*** Selected passage ***

Alfred Horace Thornton (27 January 1853 – 31 March 1906) was an English amateur footballer who played for England in the first representative international match against Scotland in 1870. By profession, he was a banker.

==Family and education==
Thornton was born in Rawalpindi, Pakistan, the son of Edward Parry Thornton C.B. and Louisa Chicheliana Plowden. Edward Thornton was the grandson of Samuel Thornton, former Governor of the Bank of England and was Commissioner of Rawalpindi from 1849 to 1858 under Lord Lawrence, and Judicial Commissioner for the Punjab from 1858 to 1862. He was awarded the C.B. in 1860 in recognition of his services.

Between 1867 and 1869, Alfred attended Harrow School. In his final year at Harrow, he was a member of the school football team.

***

Exercise tasks>
1. Render this sentence from the Thornton biography into Spanish: "Between 1867 and 1869, Alfred attended Harrow School."
2. Answer the following from the Thornton biography:
(a) In what year was the first representative international match against Scotland played?
(b) In what city was Thornton born?
(c) In what year was Edward Thornton awarded the C.B.?
3. Resume the Thornton biography, picking up after its final sentence.

*** Record extracts ***

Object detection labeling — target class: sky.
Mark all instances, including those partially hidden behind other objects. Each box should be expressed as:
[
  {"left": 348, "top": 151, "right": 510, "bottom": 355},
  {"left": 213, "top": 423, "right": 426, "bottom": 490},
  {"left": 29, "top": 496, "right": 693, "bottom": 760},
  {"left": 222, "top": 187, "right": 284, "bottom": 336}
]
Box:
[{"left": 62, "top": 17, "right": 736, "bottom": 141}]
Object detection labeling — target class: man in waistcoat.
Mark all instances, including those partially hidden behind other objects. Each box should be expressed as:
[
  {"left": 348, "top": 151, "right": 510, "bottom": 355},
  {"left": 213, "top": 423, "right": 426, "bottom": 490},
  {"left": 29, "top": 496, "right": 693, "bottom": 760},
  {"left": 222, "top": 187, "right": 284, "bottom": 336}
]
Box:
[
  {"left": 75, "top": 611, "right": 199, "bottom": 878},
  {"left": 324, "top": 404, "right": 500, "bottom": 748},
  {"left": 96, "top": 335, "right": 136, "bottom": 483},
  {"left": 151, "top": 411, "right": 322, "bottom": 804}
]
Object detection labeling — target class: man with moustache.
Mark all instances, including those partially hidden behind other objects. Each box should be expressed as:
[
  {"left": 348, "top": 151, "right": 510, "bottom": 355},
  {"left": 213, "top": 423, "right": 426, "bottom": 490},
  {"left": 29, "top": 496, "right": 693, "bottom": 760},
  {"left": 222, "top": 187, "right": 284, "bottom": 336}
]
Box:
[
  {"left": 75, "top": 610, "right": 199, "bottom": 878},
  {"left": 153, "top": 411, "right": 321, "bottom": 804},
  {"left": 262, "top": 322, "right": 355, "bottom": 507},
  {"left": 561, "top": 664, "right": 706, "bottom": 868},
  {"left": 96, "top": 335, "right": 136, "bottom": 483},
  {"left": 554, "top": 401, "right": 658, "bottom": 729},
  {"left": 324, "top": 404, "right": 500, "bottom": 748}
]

***

Task answers>
1. Entre 1867 y 1869, Alfred asistió a la Harrow School.

2.
(a) 1870
(b) Rawalpindi, Pakistan
(c) 1860

3.
Two elder brothers, Richard Chicheley Thornton and Robert Milnes Thornton, attended Harrow from 1861 to 1864 and 1867 respectively; Richard joined the 77th (Middlesex) Regiment in 1867, attaining the rank of Lieut.-Colonel, while Robert joined the 5th Fusiliers in 1867. A younger brother, George Walter Thornton, also attended Harrow (from 1869 to 1871); he died at Avranches in Normandy on 2 May 1873.

==Football career==
Thornton was a member of the Wanderers club, to whom he was probably introduced by E. E. Bowen, a master at Harrow School.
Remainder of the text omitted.